* _CHALLENGE 1_
Decide whether each statement below agrees with the cash and liquidity discussion that follows. Answer yes or no for (a), (b), and (c), quoting the words of that discussion that settle each one.
(a) Working capital was lower as of December 31, 2003 than as of December 31, 2002.
(b) The net loss for 2003 was larger than the net loss for 2002.
(c) Part of the short-term investments was shifted to a long-term position in pursuit of a better yield.
* _CHALLENGE 2_
Carry the cash and liquidity discussion below forward by writing the passage that comes next, starting after its final sentence.

* _DOCUMENT TEXT_

Cash and cash equivalents

   25,424     25,891     13,357  

Short-term investments

   22,759     12,353     15,531  

Long-term investments

   —       —       5,888  
    

 

 

Total cash, cash equivalents, short- and long-term investments

   48,183     38,244     34,776  
    

 

 

Working capital

   42,188     28,127     16,549  

Days sales outstanding

   79     69     59  

Cash used in operating activities

   (11,296 )   (9,348 )   (2,254 )

Cash provided by (used in) investing activities

   (6,767 )   9,101     (9,756 )

Cash provided by (used in) financing activities

   1,522     675     (731 )

 

As of December 31, 2003, we had cash and cash equivalents of $13.4 million and short-term investments of $15.5 million, a decrease of $12.5 million of cash and cash equivalents from $25.9 million at December 31, 2002, and an increase of $3.1 million of short-term investments from $12.4 million as of December 31, 2002. The net combined decrease of $9.4 million for cash, cash equivalents and short-term investments resulted primarily from an allocation of $5.9 million of short-term investments to a long-term position to achieve a better yield, cash used to fund operations of $2.3 million, repayment of debt of $2.0 million and purchases of fixed assets of $822,000. Our working capital, defined as our current assets less our current liabilities, as of December 31, 2003 was $16.5 million, compared to $28.1 million as of December 31, 2002.

 

Cash used in operating activities of $2.3 million for 2003, resulted primarily from a net loss of $7.9 million and an increase in accounts receivable of $923,000, offset by non-cash charges for depreciation and amortization, stock-based compensation and an increase in the provision for bad debts in the aggregate of $3.6 million, an increase in deferred revenue of $2.2 million and a decrease in prepaid expenses of $562,000. For 2002, our operating activities had resulted in net cash outflows of $9.3 million due to a net loss of $22.5 million and a decrease in accrued expenses and accounts payable in the aggregate of $1.2 million, offset by a non-cash charge for the impairment of goodwill of $5.9 million and other non-cash charges, including depreciation and amortization, stock-based compensation and an increase in the provision for bad debts in the aggregate of $4.5 million, a decrease in accounts receivable of $2.3 million and increases in deferred revenue of $2.0 million.

* _SUPPLIED ENTRIES_
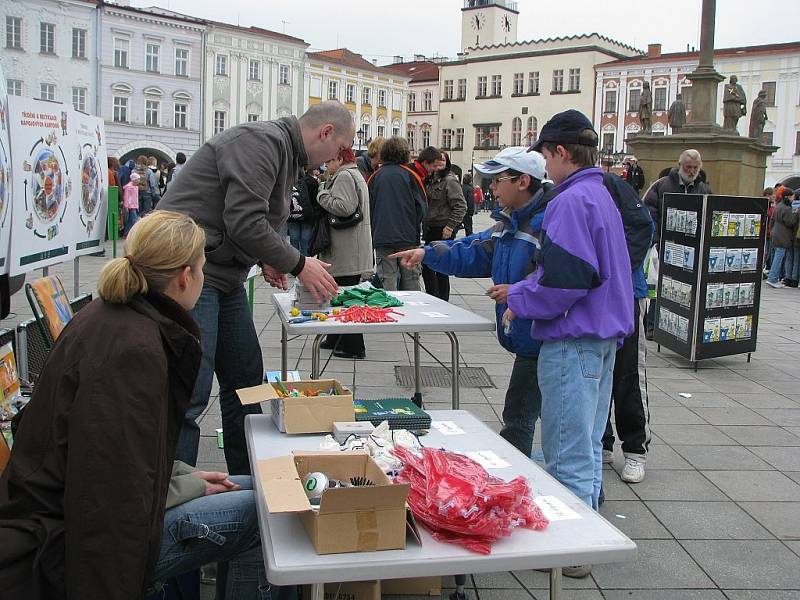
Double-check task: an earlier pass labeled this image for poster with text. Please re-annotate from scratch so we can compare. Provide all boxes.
[8,96,80,275]
[0,68,11,275]
[67,111,108,256]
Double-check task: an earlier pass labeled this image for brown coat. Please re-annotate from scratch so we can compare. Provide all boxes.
[0,295,200,600]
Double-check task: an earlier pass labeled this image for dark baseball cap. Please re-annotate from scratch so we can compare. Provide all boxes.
[528,109,597,152]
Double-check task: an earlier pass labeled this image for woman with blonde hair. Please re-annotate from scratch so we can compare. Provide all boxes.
[0,211,270,600]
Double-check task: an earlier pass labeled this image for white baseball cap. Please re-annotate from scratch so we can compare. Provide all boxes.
[474,146,546,180]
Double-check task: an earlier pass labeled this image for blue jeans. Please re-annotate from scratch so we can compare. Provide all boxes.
[175,285,264,475]
[154,476,296,600]
[500,356,542,457]
[289,221,314,256]
[767,246,787,283]
[539,337,617,509]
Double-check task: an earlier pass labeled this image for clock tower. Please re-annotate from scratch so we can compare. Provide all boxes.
[461,0,519,52]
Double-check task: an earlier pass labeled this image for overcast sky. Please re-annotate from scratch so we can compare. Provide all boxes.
[139,0,800,64]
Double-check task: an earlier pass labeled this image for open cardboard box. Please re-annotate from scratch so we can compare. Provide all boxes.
[258,452,419,554]
[236,379,356,433]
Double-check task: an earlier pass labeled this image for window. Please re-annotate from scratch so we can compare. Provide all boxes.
[478,75,489,98]
[492,75,503,96]
[603,90,617,113]
[553,69,564,92]
[214,54,228,75]
[569,69,581,92]
[214,110,226,135]
[444,79,453,100]
[114,38,131,69]
[511,117,522,146]
[144,100,161,127]
[6,79,22,96]
[513,73,525,94]
[113,96,128,123]
[72,88,86,112]
[6,17,22,50]
[175,48,189,77]
[442,129,453,150]
[653,87,667,110]
[628,88,642,112]
[39,83,56,100]
[761,81,775,106]
[39,23,56,54]
[528,71,539,94]
[247,58,261,81]
[475,125,500,148]
[175,102,189,129]
[144,44,161,73]
[525,117,539,145]
[72,27,86,58]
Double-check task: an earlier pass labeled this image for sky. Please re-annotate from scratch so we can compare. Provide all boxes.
[138,0,800,64]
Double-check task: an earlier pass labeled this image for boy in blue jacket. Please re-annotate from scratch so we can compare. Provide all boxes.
[505,110,633,520]
[389,147,550,456]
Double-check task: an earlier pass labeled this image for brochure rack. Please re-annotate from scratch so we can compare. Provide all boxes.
[654,194,767,369]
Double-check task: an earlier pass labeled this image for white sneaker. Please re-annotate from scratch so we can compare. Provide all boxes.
[619,457,644,483]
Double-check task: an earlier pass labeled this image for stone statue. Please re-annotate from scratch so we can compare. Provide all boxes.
[639,82,653,133]
[722,75,747,135]
[667,94,686,133]
[750,90,767,140]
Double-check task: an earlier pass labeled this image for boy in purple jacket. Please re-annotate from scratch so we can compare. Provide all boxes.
[506,110,633,524]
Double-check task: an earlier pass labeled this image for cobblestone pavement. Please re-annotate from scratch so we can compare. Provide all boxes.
[3,213,800,600]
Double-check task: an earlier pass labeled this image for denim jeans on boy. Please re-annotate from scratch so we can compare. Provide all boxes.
[500,356,542,457]
[767,246,787,283]
[175,285,264,475]
[538,337,617,509]
[154,476,296,600]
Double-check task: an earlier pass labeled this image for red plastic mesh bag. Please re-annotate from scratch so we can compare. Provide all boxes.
[394,447,548,554]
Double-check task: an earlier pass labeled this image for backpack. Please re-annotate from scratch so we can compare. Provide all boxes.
[603,173,653,270]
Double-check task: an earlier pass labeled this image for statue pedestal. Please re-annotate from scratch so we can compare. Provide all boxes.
[625,133,778,197]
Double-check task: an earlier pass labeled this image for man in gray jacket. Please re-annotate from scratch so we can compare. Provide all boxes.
[159,101,355,475]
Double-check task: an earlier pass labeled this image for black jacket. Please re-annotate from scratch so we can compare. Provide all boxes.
[369,164,427,248]
[644,167,713,244]
[0,295,200,600]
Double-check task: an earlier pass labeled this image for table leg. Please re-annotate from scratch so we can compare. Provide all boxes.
[414,333,422,408]
[550,567,561,600]
[445,331,459,410]
[281,323,289,381]
[311,335,325,379]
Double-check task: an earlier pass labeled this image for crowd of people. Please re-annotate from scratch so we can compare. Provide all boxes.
[0,96,800,600]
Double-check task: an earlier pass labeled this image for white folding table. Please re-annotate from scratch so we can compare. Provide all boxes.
[245,410,636,599]
[272,291,495,409]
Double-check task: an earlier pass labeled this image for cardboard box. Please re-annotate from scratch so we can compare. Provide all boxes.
[258,452,413,554]
[300,581,381,600]
[236,379,356,433]
[381,576,442,596]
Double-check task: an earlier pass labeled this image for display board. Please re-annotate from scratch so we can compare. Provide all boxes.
[654,194,767,361]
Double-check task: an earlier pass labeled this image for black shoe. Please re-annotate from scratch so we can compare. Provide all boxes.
[333,350,367,360]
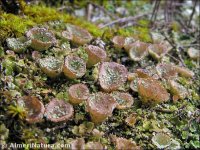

* _REPLY 1_
(a) Yes: "as of December 31, 2003 was $16.5 million, compared to $28.1 million as of December 31, 2002."
(b) No: "a net loss of $7.9 million" for 2003, against "a net loss of $22.5 million" for 2002.
(c) Yes: "an allocation of $5.9 million of short-term investments to a long-term position to achieve a better yield"

* _REPLY 2_
 

Cash used in investing activities of $9.8 million for 2003 consisted of purchases of short- and long-term investments of $56.6 million and the purchase of $822,000 of property and equipment, primarily computer equipment, for support of current operations, offset by maturities of short-term investments of $47.5 million. For 2002, our investing activities had resulted in net cash inflows of $9.1 million resulting from maturities of short-term investments of $71.3 million, offset by purchases of short-term investments of $60.9 million and the purchase of $1.3 million of property and equipment for support of current operations.

 

Cash used in financing activities for 2003 of $731,000, primarily related to $2.0 million principal payments on term loans under a previous equipment line of credit, offset by $1.0 million in proceeds from the issuance of shares in connection with the employee stock purchase plan and exercise of stock options and $255,000 from drawings under our equipment line of credit. For 2002, cash provided by financing activities was $675,000, primarily related to the exercise of stock options, the issuance of shares in connection with the employee stock purchase plan and drawings under our equipment line of credit, offset by payments made on term loans related to our equipment line of credit.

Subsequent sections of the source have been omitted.